EXTRACT
Exhibit 5.1

                  [SIMPSON THACHER & BARTLETT LLP LETTERHEAD]




                                                               December 10, 2003


Assurant, Inc.
One Chase Manhattan Plaza, 41st Floor
New York, New York 10005

Ladies and Gentlemen:

      We have acted as counsel to Assurant, Inc., a Delaware corporation (the
"Company"), in connection with the Registration Statement on Form S-1 (the
"Registration Statement") filed by the Company with the Securities and Exchange
Commission (the "Commission") under the Securities Act of 1933, as amended (the
"Act"), relating to the sale by Fortis Insurance N.V. (the "Selling
Stockholder"), of the number of shares of Common Stock set forth in the
Registration Statement, par value $.01 per share (together with any additional
shares of such stock that may be sold by the Selling Stockholder pursuant to
Rule 462(b) (as prescribed by the Commission pursuant to the Act) in connection
with the offering described in the Registration Statement, the "Shares").

      We have examined the Registration Statement, a form of the share
certificate which has been filed with the Commission as an exhibit to the
Registration Statement and a form of the Agreement and Plan of Merger to be
entered by Fortis, Inc., a Nevada corporation, and the Company, a wholly owned
subsidiary of Fortis, Inc., relating to the merger of Fortis, Inc. with and into
the Company (the "Merger"), pursuant to which the Selling Stockholder will
receive the Shares. We also have examined the originals, or duplicates or
certified or conformed copies, of such corporate records, agreements, documents
and other instruments and have made such other investigations as we have deemed
relevant and necessary in connection with the opinions hereinafter set forth. As
to questions of fact material to this opinion, we have relied upon certificates
or comparable documents of public officials and of officers and representatives
of the Company.

SET TASKS
1. Select every line in the rows below that contains the word "blue". Match case exactly.
2. Write the next part of the opinion letter above, picking up after its final sentence.

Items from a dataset

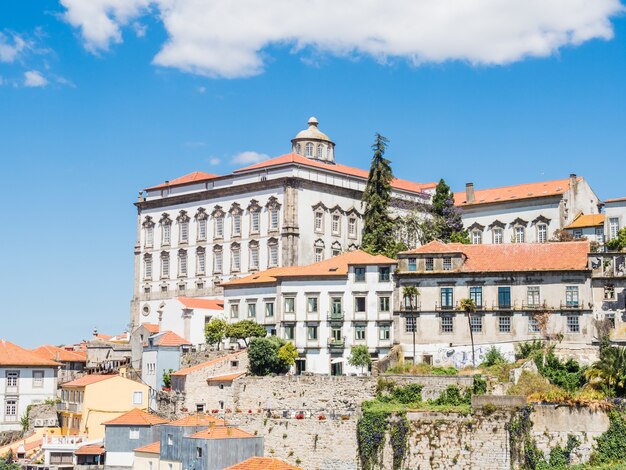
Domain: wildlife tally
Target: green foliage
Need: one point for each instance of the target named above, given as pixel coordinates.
(264, 358)
(493, 357)
(244, 330)
(215, 331)
(360, 357)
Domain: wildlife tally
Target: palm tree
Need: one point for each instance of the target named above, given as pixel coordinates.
(411, 293)
(469, 307)
(610, 371)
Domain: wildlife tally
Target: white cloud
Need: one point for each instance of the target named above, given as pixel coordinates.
(227, 38)
(10, 49)
(249, 157)
(34, 79)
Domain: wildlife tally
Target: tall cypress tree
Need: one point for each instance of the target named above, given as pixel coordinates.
(377, 225)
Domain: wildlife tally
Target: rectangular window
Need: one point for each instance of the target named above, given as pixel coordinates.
(476, 294)
(447, 324)
(533, 297)
(504, 297)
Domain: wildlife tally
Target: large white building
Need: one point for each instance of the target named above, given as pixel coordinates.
(199, 230)
(324, 308)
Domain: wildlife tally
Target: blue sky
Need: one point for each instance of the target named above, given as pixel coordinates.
(90, 115)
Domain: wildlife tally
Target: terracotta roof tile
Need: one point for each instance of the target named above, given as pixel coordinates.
(54, 353)
(136, 417)
(88, 380)
(587, 220)
(336, 266)
(188, 370)
(263, 463)
(515, 192)
(154, 448)
(195, 177)
(209, 304)
(516, 257)
(14, 355)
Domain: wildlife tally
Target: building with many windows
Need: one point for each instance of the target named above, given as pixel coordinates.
(525, 213)
(324, 308)
(521, 291)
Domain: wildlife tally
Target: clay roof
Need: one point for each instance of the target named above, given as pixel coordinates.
(90, 450)
(169, 338)
(221, 432)
(563, 256)
(516, 192)
(54, 353)
(136, 417)
(587, 220)
(198, 419)
(195, 177)
(188, 370)
(225, 378)
(14, 355)
(336, 266)
(209, 304)
(88, 380)
(335, 168)
(154, 448)
(263, 463)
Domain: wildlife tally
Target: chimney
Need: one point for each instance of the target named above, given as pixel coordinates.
(469, 192)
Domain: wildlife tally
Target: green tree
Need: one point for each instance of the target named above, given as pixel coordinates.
(244, 330)
(360, 357)
(215, 332)
(378, 237)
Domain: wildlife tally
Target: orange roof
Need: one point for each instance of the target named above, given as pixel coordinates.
(336, 266)
(263, 463)
(90, 450)
(188, 370)
(136, 417)
(88, 380)
(195, 177)
(336, 168)
(511, 193)
(198, 420)
(169, 338)
(154, 448)
(563, 256)
(54, 353)
(209, 304)
(225, 378)
(587, 220)
(14, 355)
(221, 432)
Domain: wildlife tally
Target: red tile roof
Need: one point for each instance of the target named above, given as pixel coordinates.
(14, 355)
(516, 192)
(154, 448)
(563, 256)
(188, 370)
(292, 158)
(169, 338)
(208, 304)
(88, 380)
(136, 417)
(263, 463)
(336, 266)
(54, 353)
(195, 177)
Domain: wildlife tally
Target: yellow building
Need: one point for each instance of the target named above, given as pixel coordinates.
(88, 402)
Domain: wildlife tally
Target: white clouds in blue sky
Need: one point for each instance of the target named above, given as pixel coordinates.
(226, 38)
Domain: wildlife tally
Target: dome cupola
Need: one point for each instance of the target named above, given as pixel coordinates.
(314, 144)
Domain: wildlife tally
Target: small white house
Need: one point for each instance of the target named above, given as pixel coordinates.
(25, 379)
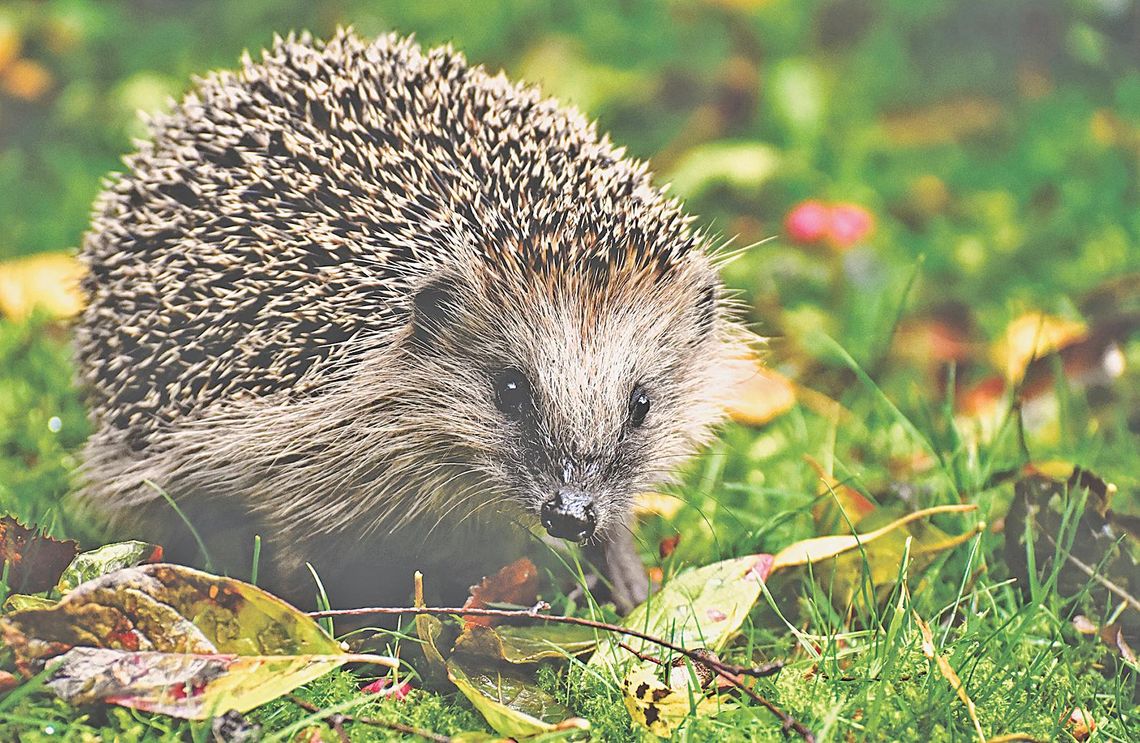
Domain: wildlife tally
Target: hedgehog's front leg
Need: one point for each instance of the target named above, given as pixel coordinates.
(623, 568)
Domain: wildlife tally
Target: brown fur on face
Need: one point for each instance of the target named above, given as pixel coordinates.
(301, 292)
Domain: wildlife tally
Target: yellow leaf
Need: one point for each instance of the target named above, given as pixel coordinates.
(1032, 336)
(659, 708)
(49, 282)
(657, 504)
(811, 550)
(947, 672)
(943, 123)
(759, 394)
(26, 80)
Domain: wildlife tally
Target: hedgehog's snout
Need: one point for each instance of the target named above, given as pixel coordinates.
(569, 515)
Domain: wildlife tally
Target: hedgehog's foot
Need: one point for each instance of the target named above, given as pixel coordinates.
(621, 566)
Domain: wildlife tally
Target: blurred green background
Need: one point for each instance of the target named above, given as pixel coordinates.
(994, 146)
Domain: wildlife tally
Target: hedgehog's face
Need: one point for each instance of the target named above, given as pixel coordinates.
(571, 399)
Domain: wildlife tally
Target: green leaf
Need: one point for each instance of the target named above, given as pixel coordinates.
(700, 607)
(23, 602)
(511, 703)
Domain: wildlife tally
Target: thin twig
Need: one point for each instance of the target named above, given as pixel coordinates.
(729, 671)
(336, 721)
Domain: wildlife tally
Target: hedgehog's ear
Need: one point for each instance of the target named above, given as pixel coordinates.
(434, 307)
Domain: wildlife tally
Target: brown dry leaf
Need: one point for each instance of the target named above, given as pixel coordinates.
(759, 394)
(174, 641)
(49, 282)
(34, 560)
(25, 79)
(514, 584)
(947, 672)
(659, 504)
(1081, 724)
(9, 43)
(943, 123)
(839, 506)
(1032, 336)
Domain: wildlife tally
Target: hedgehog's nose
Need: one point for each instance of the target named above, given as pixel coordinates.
(569, 515)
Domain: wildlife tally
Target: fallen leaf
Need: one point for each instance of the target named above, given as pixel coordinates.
(49, 282)
(173, 639)
(511, 704)
(105, 560)
(1032, 336)
(34, 560)
(759, 394)
(820, 548)
(384, 687)
(21, 602)
(659, 504)
(515, 584)
(943, 123)
(839, 507)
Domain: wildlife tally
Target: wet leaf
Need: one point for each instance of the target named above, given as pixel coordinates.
(515, 584)
(526, 644)
(21, 602)
(34, 560)
(1032, 336)
(105, 560)
(662, 708)
(192, 686)
(173, 639)
(702, 606)
(511, 703)
(947, 672)
(429, 630)
(820, 548)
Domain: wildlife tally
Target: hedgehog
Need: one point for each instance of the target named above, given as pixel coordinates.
(390, 312)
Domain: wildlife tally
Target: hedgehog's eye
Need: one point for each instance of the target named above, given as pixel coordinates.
(638, 406)
(512, 392)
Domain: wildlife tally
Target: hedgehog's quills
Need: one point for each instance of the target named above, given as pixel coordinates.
(387, 311)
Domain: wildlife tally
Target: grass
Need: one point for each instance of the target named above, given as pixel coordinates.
(1002, 180)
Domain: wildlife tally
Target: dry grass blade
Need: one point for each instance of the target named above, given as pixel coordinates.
(947, 672)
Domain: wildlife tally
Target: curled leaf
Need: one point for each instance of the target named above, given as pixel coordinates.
(172, 639)
(34, 560)
(662, 708)
(512, 704)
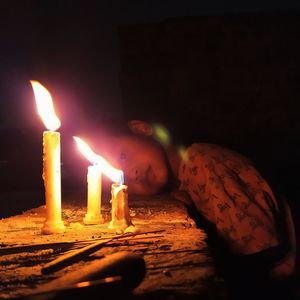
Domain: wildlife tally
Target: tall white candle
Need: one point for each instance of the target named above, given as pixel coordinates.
(51, 160)
(93, 215)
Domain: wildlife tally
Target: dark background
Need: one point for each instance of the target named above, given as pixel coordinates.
(214, 71)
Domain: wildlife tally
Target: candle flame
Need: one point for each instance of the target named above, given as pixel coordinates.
(45, 106)
(108, 170)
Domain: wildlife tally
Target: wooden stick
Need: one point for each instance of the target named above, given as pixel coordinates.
(129, 267)
(77, 255)
(57, 245)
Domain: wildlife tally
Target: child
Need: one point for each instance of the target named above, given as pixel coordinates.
(225, 189)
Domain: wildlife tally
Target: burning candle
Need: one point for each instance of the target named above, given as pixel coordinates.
(94, 176)
(121, 221)
(51, 159)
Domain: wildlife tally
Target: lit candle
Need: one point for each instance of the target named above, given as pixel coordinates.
(121, 221)
(94, 176)
(51, 160)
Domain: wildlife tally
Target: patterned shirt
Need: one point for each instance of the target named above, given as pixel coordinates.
(227, 190)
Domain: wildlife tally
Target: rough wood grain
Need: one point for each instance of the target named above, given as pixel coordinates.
(177, 260)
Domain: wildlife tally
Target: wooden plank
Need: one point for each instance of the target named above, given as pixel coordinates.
(177, 260)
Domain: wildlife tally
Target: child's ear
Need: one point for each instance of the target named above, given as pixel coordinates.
(140, 127)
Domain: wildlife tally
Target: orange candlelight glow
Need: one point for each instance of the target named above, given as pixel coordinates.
(51, 159)
(45, 106)
(121, 221)
(114, 174)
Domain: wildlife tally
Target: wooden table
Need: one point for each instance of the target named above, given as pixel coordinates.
(177, 259)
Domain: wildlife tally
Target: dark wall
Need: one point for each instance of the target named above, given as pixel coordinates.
(231, 80)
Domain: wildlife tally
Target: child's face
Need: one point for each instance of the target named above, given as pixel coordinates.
(143, 162)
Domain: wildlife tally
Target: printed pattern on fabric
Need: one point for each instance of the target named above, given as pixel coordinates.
(228, 191)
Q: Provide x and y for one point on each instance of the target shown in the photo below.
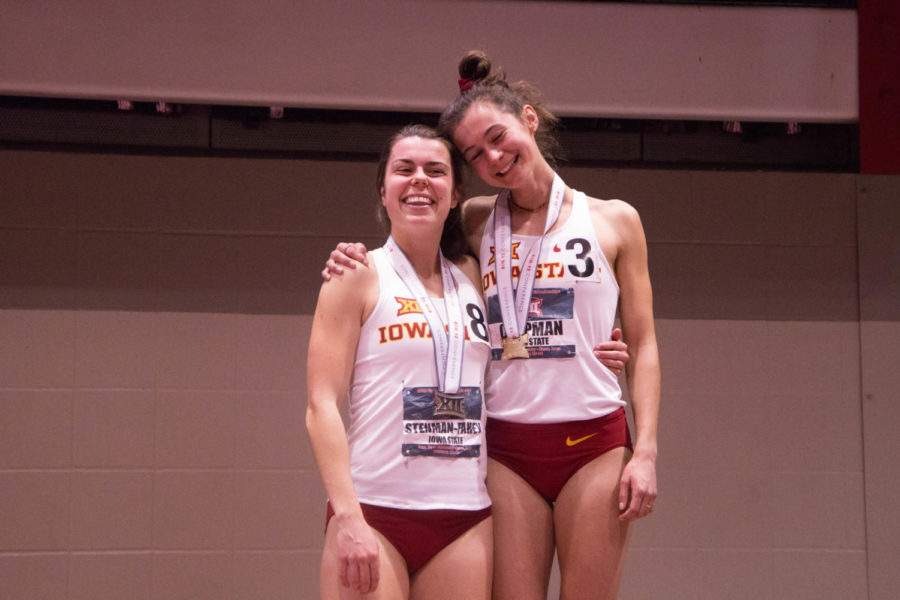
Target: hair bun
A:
(475, 65)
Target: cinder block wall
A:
(154, 317)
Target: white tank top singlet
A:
(573, 307)
(408, 450)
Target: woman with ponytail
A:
(557, 269)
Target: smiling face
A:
(499, 145)
(418, 183)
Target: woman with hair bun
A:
(556, 266)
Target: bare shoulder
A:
(359, 285)
(613, 209)
(468, 265)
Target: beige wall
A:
(154, 315)
(590, 58)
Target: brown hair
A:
(490, 85)
(453, 240)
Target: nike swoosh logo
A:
(571, 442)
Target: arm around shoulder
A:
(344, 303)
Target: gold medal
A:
(515, 347)
(451, 406)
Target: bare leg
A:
(523, 536)
(393, 583)
(590, 538)
(460, 570)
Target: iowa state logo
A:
(407, 306)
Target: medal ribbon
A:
(448, 343)
(514, 304)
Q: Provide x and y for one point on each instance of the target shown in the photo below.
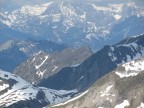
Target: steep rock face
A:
(43, 66)
(122, 88)
(77, 23)
(14, 52)
(15, 93)
(97, 65)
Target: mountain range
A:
(14, 52)
(77, 23)
(96, 66)
(42, 65)
(122, 88)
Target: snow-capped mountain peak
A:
(34, 10)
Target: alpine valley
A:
(71, 54)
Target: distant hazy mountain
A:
(14, 52)
(97, 65)
(122, 88)
(76, 23)
(43, 65)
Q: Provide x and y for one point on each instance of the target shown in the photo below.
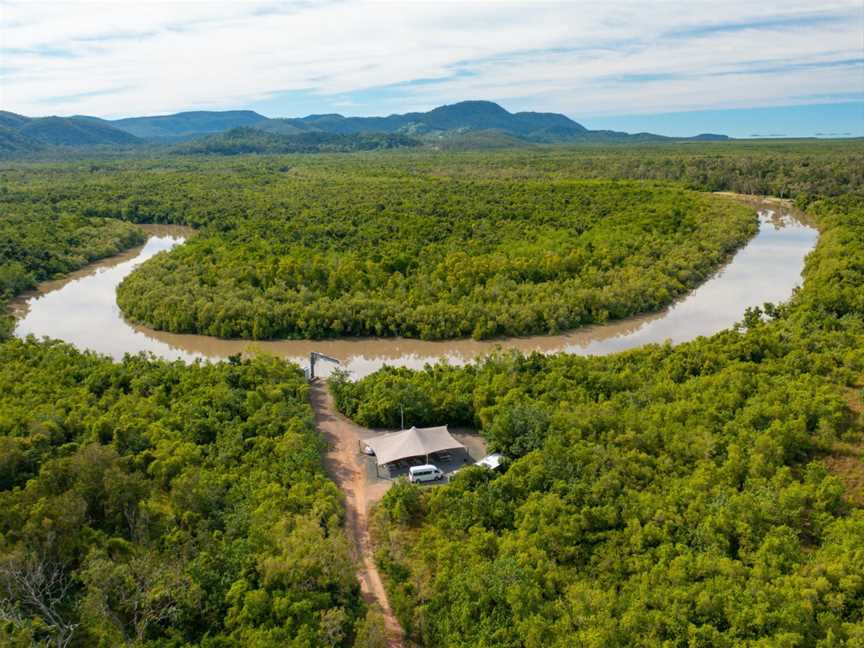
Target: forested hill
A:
(18, 132)
(467, 124)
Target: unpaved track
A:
(344, 467)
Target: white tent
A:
(416, 442)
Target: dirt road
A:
(344, 467)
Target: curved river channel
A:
(82, 309)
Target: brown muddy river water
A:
(82, 309)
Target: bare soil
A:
(343, 464)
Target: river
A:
(82, 309)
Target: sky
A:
(678, 67)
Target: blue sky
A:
(677, 67)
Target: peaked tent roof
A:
(412, 443)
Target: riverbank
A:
(82, 310)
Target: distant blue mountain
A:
(466, 124)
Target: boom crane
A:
(313, 358)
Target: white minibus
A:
(424, 473)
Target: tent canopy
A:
(412, 443)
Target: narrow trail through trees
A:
(343, 466)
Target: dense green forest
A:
(703, 495)
(240, 141)
(434, 259)
(665, 496)
(154, 503)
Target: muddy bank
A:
(82, 309)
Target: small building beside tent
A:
(415, 446)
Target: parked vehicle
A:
(428, 472)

RESULTS OF THE EXERCISE
1.
Target: blue sky
Target: white clouds in blue sky
Target: blue sky
Target: distant blue mountain

2.
ASSURANT, INC.                        -2-                      DECEMBER 10, 2003

      In rendering the opinion set forth below, we have assumed the genuineness
of all signatures, the legal capacity of natural persons, the authenticity of
all documents submitted to us as originals, the conformity to original documents
of all documents submitted to us as duplicates or certified or conformed copies
and the authenticity of the originals of such latter documents.

      Based upon the foregoing, and subject to the qualifications, assumptions
and limitations stated herein, we are of the opinion that when the Board of
Directors of Fortis, Inc. has taken all necessary corporate action to approve
the Merger, upon consummation of the Merger, the Shares to be sold by the
Selling Stockholder will be validly issued, fully paid and nonassessable.

      We are members of the Bar of the State of New York, and we do not express
any opinion herein concerning any law other than the law of the State of New
York and the Delaware General Corporation Law (including the statutory
provisions, all applicable provisions of the Delaware Constitution and reported
judicial decisions interpreting the foregoing).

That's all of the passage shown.